STATED PROBLEM: Retype the big data mining abstract below word for word, from its title line through its final sentence.
┌─ EXCERPT TO READ
Big Data Mining and Its Challenges: A Review

Amjad A Alaskar^*

Received Date: September 19, 2023 Accepted Date: October 19, 2023 Published Date: October 22, 2023

doi: 10.17303/jcssd.2023.2.204

Citation: Amjad A Alaskar, Hailah A Almesned, Nouf N Almuqati, Dr. Mohammad M. Hassan (2023) Big Data Mining and Its Challenges: A Review. J Comput Sci Software Dev 2: 1-8.

ABSTRACT
FULL TEXT
REFERENCES
TABLES & FIGURES

In recent years, a massive amount of data being generated, these data are too big, move in fast and have various types and cannot be processed using traditional database systems or data mining algorithms, and need special approaches to handle it, this data known as big data. Data mining aims to discover, explore, analyze relevant data from a huge data source by use different techniques and algorithms in order to obtain extracted patterns and useful information. Mining big data refers to the process of extracting knowledge and patterns from massive datasets. Due to the characteristics of big data new requirements and techniques need to manage and mining big data and thus makes new research challenges. This paper gives overview of techniques used to mine big data and some challenges that face the process.
└─
┌─ DATA EXTRACT
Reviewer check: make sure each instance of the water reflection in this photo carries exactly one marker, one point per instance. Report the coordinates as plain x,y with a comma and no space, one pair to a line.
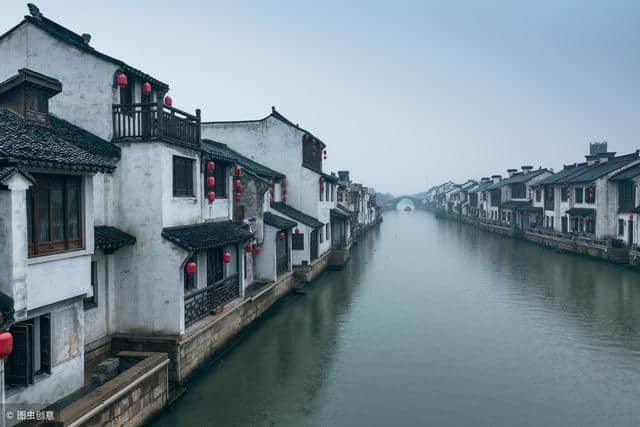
436,323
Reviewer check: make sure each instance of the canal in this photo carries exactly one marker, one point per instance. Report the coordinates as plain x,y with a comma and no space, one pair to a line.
435,323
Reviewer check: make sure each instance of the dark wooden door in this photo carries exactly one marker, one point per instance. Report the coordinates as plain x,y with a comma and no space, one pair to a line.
314,245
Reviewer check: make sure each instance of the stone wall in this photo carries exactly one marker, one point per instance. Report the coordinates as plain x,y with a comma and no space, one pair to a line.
127,400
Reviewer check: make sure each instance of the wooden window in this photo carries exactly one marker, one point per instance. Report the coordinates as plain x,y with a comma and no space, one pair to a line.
297,242
91,299
54,219
518,191
215,266
182,177
31,354
190,281
590,195
221,181
626,196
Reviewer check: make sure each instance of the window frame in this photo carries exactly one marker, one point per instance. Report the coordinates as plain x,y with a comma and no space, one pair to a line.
└─
SOLUTION FOR THIS PROBLEM:
Big Data Mining and Its Challenges: A Review

Amjad A Alaskar^*

Received Date: September 19, 2023 Accepted Date: October 19, 2023 Published Date: October 22, 2023

doi: 10.17303/jcssd.2023.2.204

Citation: Amjad A Alaskar, Hailah A Almesned, Nouf N Almuqati, Dr. Mohammad M. Hassan (2023) Big Data Mining and Its Challenges: A Review. J Comput Sci Software Dev 2: 1-8.

ABSTRACT
FULL TEXT
REFERENCES
TABLES & FIGURES

In recent years, a massive amount of data being generated, these data are too big, move in fast and have various types and cannot be processed using traditional database systems or data mining algorithms, and need special approaches to handle it, this data known as big data. Data mining aims to discover, explore, analyze relevant data from a huge data source by use different techniques and algorithms in order to obtain extracted patterns and useful information. Mining big data refers to the process of extracting knowledge and patterns from massive datasets. Due to the characteristics of big data new requirements and techniques need to manage and mining big data and thus makes new research challenges. This paper gives overview of techniques used to mine big data and some challenges that face the process.